*** Opening of LISTED RECORDS ***
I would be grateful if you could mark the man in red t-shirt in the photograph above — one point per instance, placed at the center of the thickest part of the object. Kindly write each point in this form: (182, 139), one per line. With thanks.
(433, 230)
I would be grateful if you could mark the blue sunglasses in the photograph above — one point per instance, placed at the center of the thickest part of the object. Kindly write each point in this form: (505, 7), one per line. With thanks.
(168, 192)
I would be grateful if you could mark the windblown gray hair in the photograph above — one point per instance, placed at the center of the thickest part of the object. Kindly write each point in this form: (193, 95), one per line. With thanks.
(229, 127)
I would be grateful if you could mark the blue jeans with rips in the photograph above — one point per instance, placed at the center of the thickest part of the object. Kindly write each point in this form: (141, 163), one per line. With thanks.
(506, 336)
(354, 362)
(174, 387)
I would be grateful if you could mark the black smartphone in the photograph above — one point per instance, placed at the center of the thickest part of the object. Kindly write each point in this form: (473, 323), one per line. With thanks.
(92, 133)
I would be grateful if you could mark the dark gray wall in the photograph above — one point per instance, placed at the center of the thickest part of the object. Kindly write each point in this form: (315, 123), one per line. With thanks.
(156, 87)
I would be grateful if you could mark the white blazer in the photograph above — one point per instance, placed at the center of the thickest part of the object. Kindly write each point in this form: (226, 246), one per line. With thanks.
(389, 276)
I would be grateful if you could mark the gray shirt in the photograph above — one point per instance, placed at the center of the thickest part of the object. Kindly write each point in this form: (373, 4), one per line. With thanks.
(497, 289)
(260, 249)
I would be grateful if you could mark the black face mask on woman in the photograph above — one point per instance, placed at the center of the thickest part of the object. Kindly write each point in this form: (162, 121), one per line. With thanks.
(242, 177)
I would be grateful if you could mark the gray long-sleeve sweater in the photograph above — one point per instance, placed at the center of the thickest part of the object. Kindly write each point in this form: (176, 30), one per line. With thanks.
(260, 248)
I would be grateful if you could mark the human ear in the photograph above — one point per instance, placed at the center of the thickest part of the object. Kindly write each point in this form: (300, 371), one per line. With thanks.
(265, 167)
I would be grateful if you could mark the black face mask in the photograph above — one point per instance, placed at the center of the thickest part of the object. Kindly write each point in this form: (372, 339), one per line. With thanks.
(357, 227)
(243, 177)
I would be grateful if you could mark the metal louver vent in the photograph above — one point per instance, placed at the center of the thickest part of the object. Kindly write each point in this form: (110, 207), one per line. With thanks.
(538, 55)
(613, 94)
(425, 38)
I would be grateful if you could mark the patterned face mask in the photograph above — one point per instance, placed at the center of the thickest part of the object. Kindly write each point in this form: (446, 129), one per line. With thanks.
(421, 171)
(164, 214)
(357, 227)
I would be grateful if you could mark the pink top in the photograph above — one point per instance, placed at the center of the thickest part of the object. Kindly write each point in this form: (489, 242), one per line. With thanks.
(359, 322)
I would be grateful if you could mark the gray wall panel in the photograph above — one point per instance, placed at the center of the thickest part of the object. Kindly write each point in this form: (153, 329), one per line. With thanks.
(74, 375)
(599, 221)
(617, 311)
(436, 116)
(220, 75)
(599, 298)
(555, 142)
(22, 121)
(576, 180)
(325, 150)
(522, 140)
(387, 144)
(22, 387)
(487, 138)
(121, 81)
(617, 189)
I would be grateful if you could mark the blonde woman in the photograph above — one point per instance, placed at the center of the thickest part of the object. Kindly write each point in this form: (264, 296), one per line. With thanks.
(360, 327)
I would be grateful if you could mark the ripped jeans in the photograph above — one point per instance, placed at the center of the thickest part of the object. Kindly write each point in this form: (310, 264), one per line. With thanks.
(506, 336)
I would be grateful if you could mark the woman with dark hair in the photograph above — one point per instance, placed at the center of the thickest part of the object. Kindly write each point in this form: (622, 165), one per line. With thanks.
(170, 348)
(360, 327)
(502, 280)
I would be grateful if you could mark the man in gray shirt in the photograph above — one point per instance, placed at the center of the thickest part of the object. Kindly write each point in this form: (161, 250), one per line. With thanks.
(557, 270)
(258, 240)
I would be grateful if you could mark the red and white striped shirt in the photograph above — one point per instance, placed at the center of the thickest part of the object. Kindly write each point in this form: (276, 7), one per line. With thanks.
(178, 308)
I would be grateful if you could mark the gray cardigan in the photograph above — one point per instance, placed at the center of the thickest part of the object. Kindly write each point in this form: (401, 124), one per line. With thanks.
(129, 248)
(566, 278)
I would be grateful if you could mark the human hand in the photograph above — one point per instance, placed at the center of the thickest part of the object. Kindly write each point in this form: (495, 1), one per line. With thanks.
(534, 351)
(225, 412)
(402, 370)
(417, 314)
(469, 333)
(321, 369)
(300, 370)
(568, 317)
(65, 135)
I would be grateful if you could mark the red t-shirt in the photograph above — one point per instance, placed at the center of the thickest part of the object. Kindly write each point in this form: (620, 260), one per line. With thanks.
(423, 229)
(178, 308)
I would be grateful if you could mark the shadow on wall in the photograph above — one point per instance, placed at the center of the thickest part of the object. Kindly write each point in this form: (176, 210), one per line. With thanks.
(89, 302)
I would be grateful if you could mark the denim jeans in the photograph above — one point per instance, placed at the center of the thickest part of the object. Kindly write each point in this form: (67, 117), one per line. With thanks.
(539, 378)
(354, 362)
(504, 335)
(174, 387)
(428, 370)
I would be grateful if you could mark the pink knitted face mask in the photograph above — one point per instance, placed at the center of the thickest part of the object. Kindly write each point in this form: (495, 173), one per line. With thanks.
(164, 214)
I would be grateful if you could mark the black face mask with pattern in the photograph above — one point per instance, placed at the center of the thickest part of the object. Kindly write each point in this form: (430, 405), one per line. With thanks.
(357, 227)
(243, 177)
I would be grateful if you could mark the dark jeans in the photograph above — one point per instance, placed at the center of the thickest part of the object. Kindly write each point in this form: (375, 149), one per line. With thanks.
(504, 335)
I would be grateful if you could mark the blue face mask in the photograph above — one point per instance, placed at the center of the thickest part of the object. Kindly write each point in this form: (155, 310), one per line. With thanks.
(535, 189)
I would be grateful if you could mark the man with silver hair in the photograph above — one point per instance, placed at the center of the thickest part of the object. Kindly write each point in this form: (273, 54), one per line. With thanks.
*** Close of LISTED RECORDS ***
### [YOUR OBJECTIVE]
All entries above must be reproduced without a single change.

### [TASK RESPONSE]
I would be grateful if you could mark the man in red t-shirt in the photograph above — one point per instance, placed at the center of the thickest part of the object. Kindly write each point in this form: (182, 139), one per line. With thanks.
(433, 230)
I would be grateful if you could mark the blue sunglasses in the photograph above — one point per instance, placed at the center of the thickest part of the object. Kindly write each point in this form: (505, 7), one per line. With thanks.
(168, 192)
I would be grateful if you could mark the windblown gray hair in the photograph above — one point per instance, placed at the center of the thickest part of the object. Kindly write each point in this form: (193, 95), one per line. With thanks.
(229, 127)
I would be grateful if you could mark the blue jeans with rips in the photograph above — one point per instance, placed at the center of the thickest part of the object. Kindly write each point in this form: (141, 163), one per line. With thanks.
(506, 336)
(354, 362)
(174, 387)
I would be grateful if you could mark the black smartphone in the photograph above — one point per instance, placed at the center of the thickest part of the object. Kindly write each point in this form: (473, 323), one per line. With thanks.
(92, 133)
I would be grateful if you could mark the dark gray wall in the photograph above — one point per instance, placed at the center of the thickest part of the object. Kindly write each point in this form: (315, 123), one per line. With thanks.
(156, 87)
I would be grateful if you could mark the white blazer in the photograph above — one point per instance, placed at the center of the thickest part of the object. Kindly write each point in this form: (226, 246), one per line. With thanks.
(389, 276)
I would be grateful if you could mark the gray shirt in the photograph above — one point per instance, placed at the center of the thickest part of the object. Kindly write each point in this form: (373, 4), one per line. With thanks.
(497, 289)
(260, 249)
I would be grateful if you could mark the black face mask on woman in the photograph above — one point per instance, placed at the center of the thickest part of the object. Kindly write each point in this form: (162, 121), one per line. With thanks.
(242, 177)
I would be grateful if you could mark the gray long-sleeve sweater in the photograph above — one point per instance, placed at the center of the thickest part of the object. Kindly write each point in this form: (176, 30), one per line. With thanks.
(260, 248)
I would be grateful if you could mark the human ear in the photograph above — one point per instance, placed at the center of the thickest part of the object. Kindly write each point in this form: (300, 371), one per line. With thanks.
(265, 167)
I would be grateful if you could mark the black face mask in the photograph above — one point per instance, placed at the center of the thickest part of the object. Kindly write each point in this form: (372, 339), one per line. With thanks.
(357, 227)
(243, 177)
I would be grateful if you could mark the metal louver vent in the photograph above — one point per instance, placed at the center of the thickest part of the object. Kindly write each point in this form: (110, 207), one per line. With thanks.
(538, 55)
(613, 94)
(425, 38)
I would be grateful if you could mark the patterned face mask in the photograph above — one point per instance, placed at the center of the thickest part of the object. Kindly write each point in this form: (446, 129), one per line. With thanks.
(421, 171)
(164, 214)
(357, 227)
I would be grateful if you could mark the pink top in the photograph above — one point per instance, placed at the center of the thickest part of the object. Kindly write each point in this form: (489, 242), one per line. With thanks.
(359, 322)
I would be grateful if you could mark the gray wall panel in the photograph above — one point per instance, placed at the center of the thickest part of the object. Kindly write each point in this form: (153, 329), one per line. With thanks.
(74, 375)
(599, 221)
(617, 311)
(436, 116)
(220, 75)
(599, 298)
(555, 142)
(22, 121)
(576, 180)
(325, 150)
(522, 140)
(387, 144)
(22, 387)
(487, 138)
(121, 81)
(617, 189)
I would be grateful if you could mark the blonde woman in the photograph above — one point per instance, placed at the center of the thickest part of the object. Kindly write each point in this form: (264, 296), one per line. With thanks.
(360, 327)
I would be grateful if you could mark the ripped jeans in the photograph above — one point per instance, placed at the center of the thickest part of the object. Kindly write each point in this form: (310, 264), one per line. With thanks.
(506, 336)
I would be grateful if you could mark the woman with dark hair in the photograph above — one point per instance, placed at the center of the thickest part of the object. Kindly write each point in this form: (622, 165), one per line. With thanks.
(170, 348)
(360, 327)
(502, 280)
I would be grateful if you could mark the man in gray shirt in the photograph above — one point per instance, placed at the center of the thickest part of the object. Kindly write each point in this form: (161, 250), one per line. With thanks.
(557, 270)
(258, 240)
I would be grateful if you could mark the red and white striped shirt in the photograph above — one point per instance, placed at the center of the thickest part of the object. Kindly write each point in this form: (276, 7), one per line. With thanks.
(178, 308)
I would be grateful if you could mark the gray cardigan in the photograph above — one point per instance, placed at the center of the thickest part of the object. Kindly write each point in this form: (401, 124), one per line. With thanks.
(129, 248)
(566, 278)
I would be grateful if you could mark the human hand in the photograph above — one point per instance, placed at the center of the thickest part of the object. Kindly write each point in this form: (495, 1), one per line. With thanks.
(534, 351)
(225, 412)
(402, 370)
(417, 314)
(469, 333)
(321, 369)
(300, 370)
(568, 317)
(65, 135)
I would be grateful if you could mark the red t-shirt in the photograph above — one point per instance, placed at the center of the thickest part of the object. Kindly write each point in this form: (620, 260), one per line. With thanks.
(423, 229)
(178, 308)
I would be grateful if you could mark the shadow on wall in the photograph above — one point per instance, placed at the center of the thickest part of the object. Kindly write each point in this form: (176, 210), one per line. With thanks.
(89, 302)
I would be grateful if you could mark the denim jeans in the photograph above — one point per instance, placed at the center of the thickest part of the object. Kindly write each point in this form: (67, 117), one per line. With thanks.
(539, 378)
(354, 362)
(504, 335)
(174, 387)
(428, 370)
I would be grateful if you could mark the pink knitted face mask in the photograph above — one point per instance, placed at the center of the thickest part of the object. Kindly write each point in this form: (495, 173), one per line. With thanks.
(164, 214)
I would be grateful if you could mark the black face mask with pattern in the photograph above — one point per instance, placed at the center of the thickest part of the object. Kindly write each point in this form: (430, 405), one per line. With thanks.
(357, 227)
(243, 177)
I would be grateful if you could mark the dark jeans in the photograph above — one point per instance, placed at the center of the thickest part of the object. Kindly write each point in this form: (375, 149), one per line. With thanks.
(504, 335)
I would be grateful if you could mark the blue face mask in the photograph above — one point per instance, placed at the center of the thickest part of the object. Kindly write each point in this form: (155, 310), one per line. With thanks.
(535, 189)
I would be grateful if you could mark the man with silver hair in the photograph above — one point per instance, placed at the center of the thickest part of the object. Kindly write each point in this form: (273, 54), one per line. With thanks.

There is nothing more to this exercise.